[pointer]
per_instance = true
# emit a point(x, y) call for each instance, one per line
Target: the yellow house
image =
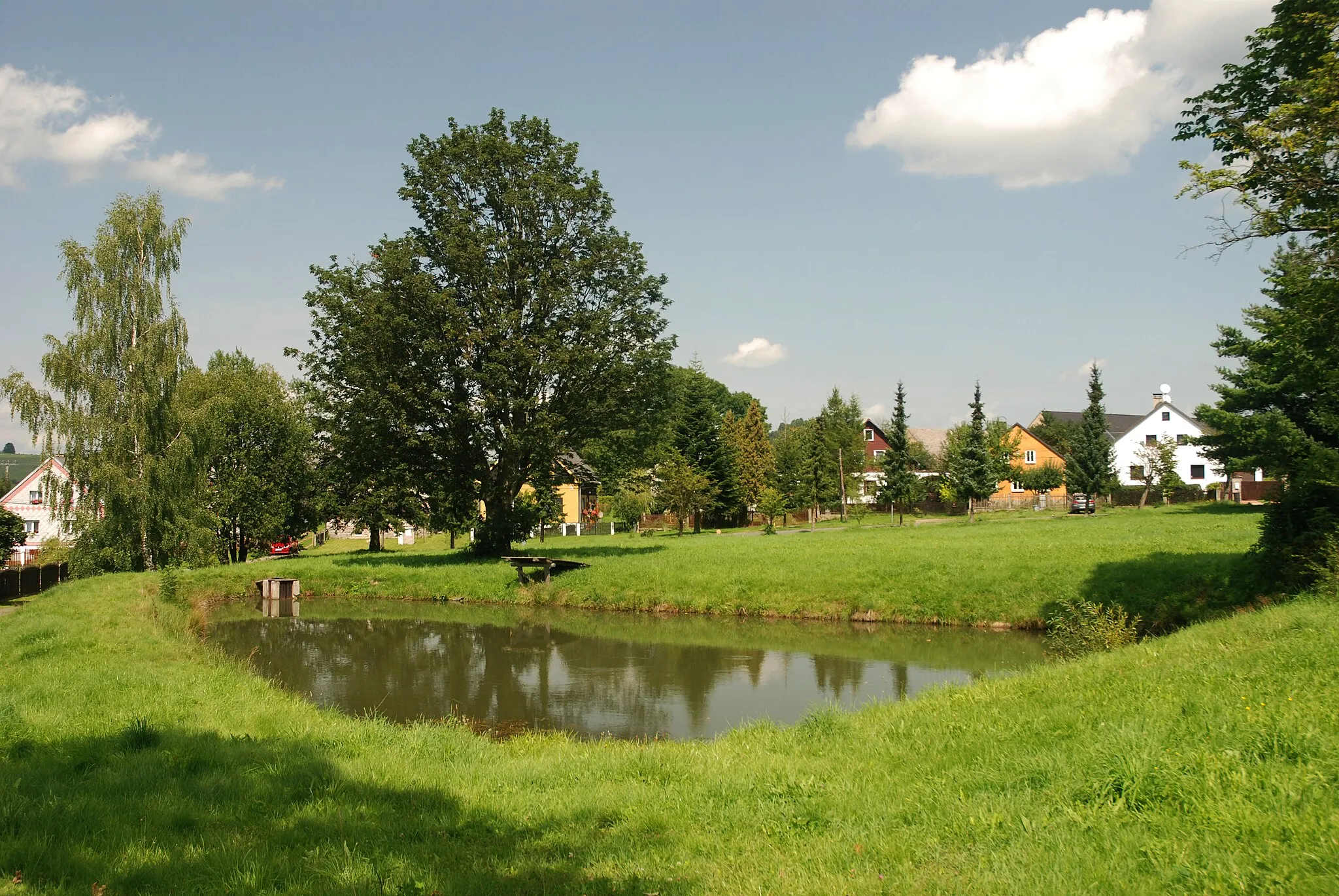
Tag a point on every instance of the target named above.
point(1031, 453)
point(577, 492)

_WHAT THE EXERCISE ASKS_.
Swap "yellow" for "blue" in the listing above and write it out again with nothing else altered. Leave the pictures out.

_SOLUTION TO THIS EXERCISE_.
[pointer]
per_instance = true
# emit a point(x, y) call for each instance, one per line
Target: the blue house
image =
Tag a point on every instance of the target named above.
point(1031, 453)
point(577, 492)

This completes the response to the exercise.